Determine the number of lines in the data that contain "instance", and write only that number.

___ INPUT FOR THIS TASK ___

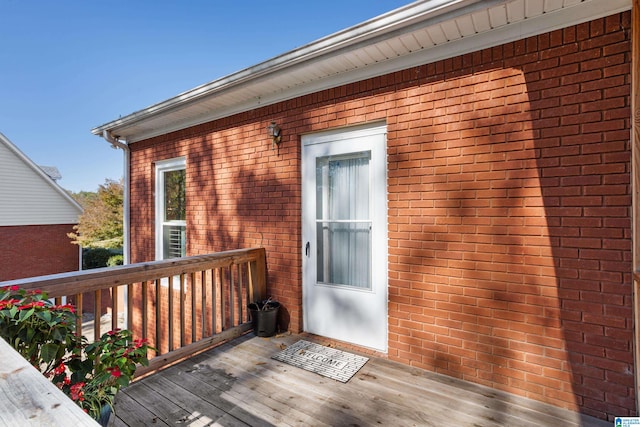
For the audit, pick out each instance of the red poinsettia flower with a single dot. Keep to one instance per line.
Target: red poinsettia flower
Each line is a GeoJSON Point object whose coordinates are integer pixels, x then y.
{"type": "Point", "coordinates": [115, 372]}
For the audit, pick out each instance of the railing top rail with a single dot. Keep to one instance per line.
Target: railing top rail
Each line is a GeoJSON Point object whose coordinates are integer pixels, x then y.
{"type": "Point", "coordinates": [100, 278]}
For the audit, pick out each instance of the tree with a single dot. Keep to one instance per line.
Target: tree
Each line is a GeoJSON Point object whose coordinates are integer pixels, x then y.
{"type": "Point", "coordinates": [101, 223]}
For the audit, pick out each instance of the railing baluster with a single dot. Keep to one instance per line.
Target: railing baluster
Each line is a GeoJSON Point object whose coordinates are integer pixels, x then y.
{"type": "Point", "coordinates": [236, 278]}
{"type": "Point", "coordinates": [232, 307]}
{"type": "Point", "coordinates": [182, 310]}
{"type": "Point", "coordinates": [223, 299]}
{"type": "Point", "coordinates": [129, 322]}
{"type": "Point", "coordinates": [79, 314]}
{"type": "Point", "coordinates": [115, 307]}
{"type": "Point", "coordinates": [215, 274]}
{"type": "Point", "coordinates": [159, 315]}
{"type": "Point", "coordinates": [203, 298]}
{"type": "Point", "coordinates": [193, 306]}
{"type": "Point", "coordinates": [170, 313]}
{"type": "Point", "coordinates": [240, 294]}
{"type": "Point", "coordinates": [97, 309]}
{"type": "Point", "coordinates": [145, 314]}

___

EXERCISE ANSWER:
4